PROBLEM SET:
1. Answer these questions using the Vikings commentary:
(a) Which team's pelts does it mention?
(b) What does it call the Vikings' biggest vulnerability?
(c) What does it give as the only way to tackle Adrian Peterson?
2. Summarize the Vikings commentary in two sentences.
____ SUPPLIED PASSAGE
The current Vikings have managed to build up the same record at the same point in the season without appearing to wear the skin of the Nemean Lion (just the mangy pelts of the underfed Detroit Lions), with their biggest vulnerability, Favre's weathered arm, never far from everybody's minds. On second thought, Adrian Peterson was clearly an Argonaut in another life... actually he's more like Dracula, you think he's down but he always cuts back and blows his way through a hole that nobody saw: the only way to tackle him is to drive a wooden stake through his heart. But they do make huge plays by the skin of their teeth, snatching victory in the blink of an eye, with somebody new keeping drives alive every time, making me wonder if they can keep it up all the way to Scarborough Fair.
________
____ DATA RECORDS
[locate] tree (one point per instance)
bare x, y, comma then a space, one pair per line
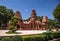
38, 18
5, 15
6, 39
17, 38
13, 23
56, 12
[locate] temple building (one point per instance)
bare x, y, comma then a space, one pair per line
33, 23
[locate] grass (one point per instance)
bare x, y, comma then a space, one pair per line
10, 32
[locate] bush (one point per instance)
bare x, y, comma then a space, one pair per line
28, 39
40, 38
56, 34
6, 39
49, 35
17, 38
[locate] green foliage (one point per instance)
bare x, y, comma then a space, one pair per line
56, 12
6, 39
41, 37
49, 35
17, 38
13, 23
28, 39
38, 18
5, 15
56, 34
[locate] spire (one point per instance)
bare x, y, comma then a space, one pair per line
18, 14
33, 15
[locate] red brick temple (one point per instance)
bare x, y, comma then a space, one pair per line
33, 23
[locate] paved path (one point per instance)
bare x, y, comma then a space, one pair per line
23, 32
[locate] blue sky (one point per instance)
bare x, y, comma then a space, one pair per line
42, 7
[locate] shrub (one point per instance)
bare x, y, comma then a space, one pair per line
28, 39
40, 38
49, 35
56, 34
6, 39
17, 38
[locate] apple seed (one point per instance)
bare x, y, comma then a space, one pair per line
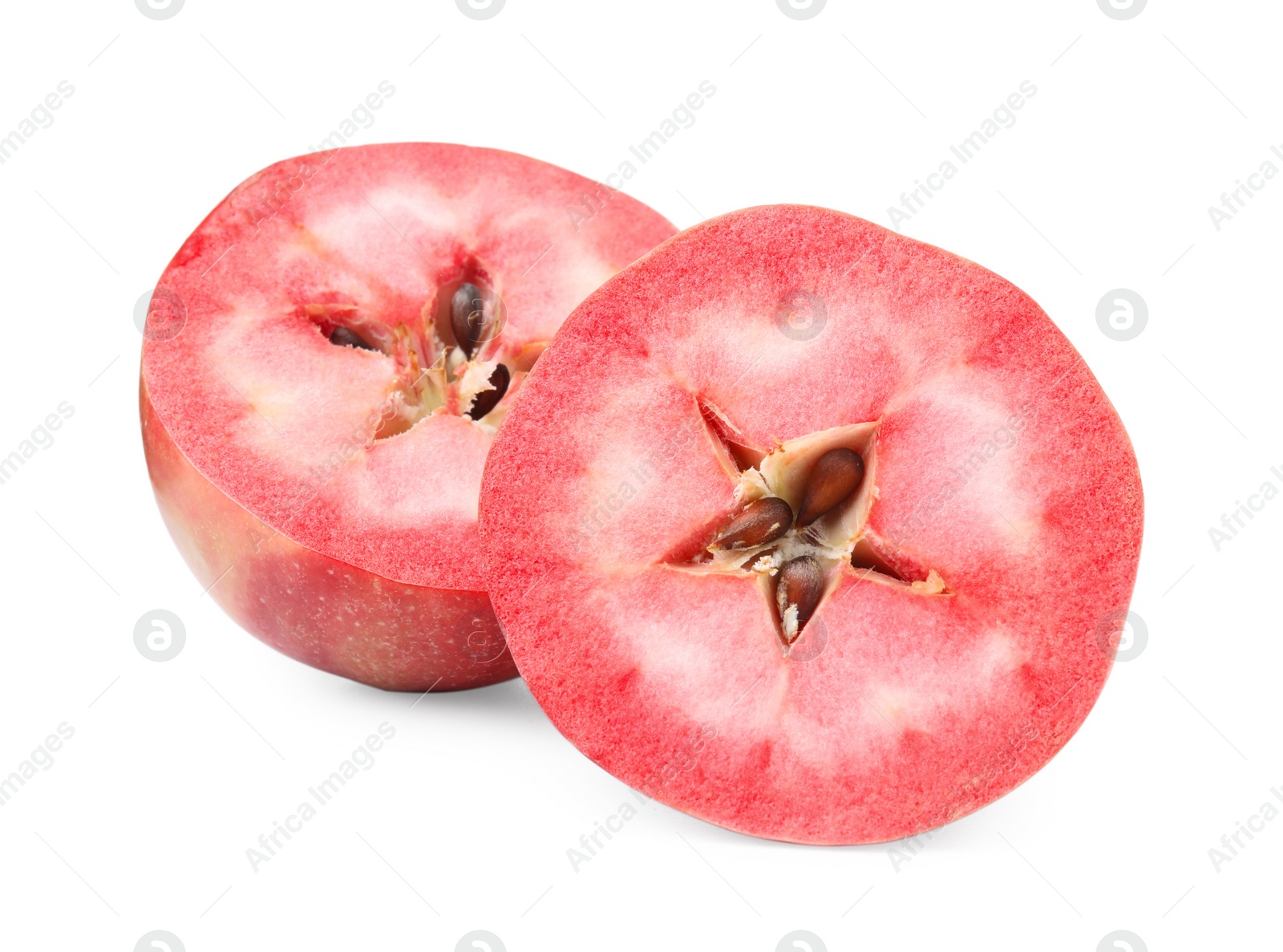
487, 400
799, 593
470, 320
760, 522
836, 476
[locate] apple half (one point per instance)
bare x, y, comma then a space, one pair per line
325, 365
811, 530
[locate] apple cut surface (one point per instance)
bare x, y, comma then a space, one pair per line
325, 365
812, 530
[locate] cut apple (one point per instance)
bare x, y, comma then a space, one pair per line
324, 368
807, 529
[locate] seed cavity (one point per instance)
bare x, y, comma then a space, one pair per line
836, 476
488, 399
797, 593
472, 318
342, 336
760, 522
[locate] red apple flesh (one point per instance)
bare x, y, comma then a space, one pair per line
314, 361
937, 631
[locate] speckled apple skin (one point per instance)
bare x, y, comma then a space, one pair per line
353, 554
998, 462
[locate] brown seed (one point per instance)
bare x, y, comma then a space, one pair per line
836, 476
472, 320
801, 584
342, 336
488, 399
760, 522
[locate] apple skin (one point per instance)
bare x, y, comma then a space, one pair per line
312, 607
371, 571
996, 462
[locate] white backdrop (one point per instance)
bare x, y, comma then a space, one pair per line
138, 817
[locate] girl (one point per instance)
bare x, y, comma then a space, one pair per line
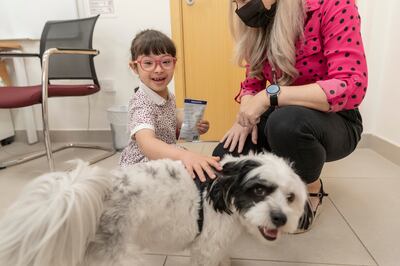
________
ANSWERS:
1.
(a) The underfed Detroit Lions
(b) Favre's weathered arm
(c) Driving a wooden stake through his heart

2. The current Vikings have built up the same record at the same point in the season without seeming invincible, and Favre's weathered arm is their biggest vulnerability. Adrian Peterson is likened to Dracula for cutting back through holes nobody saw, and the team keeps making huge plays with someone new keeping drives alive, leaving the writer wondering whether they can keep it up.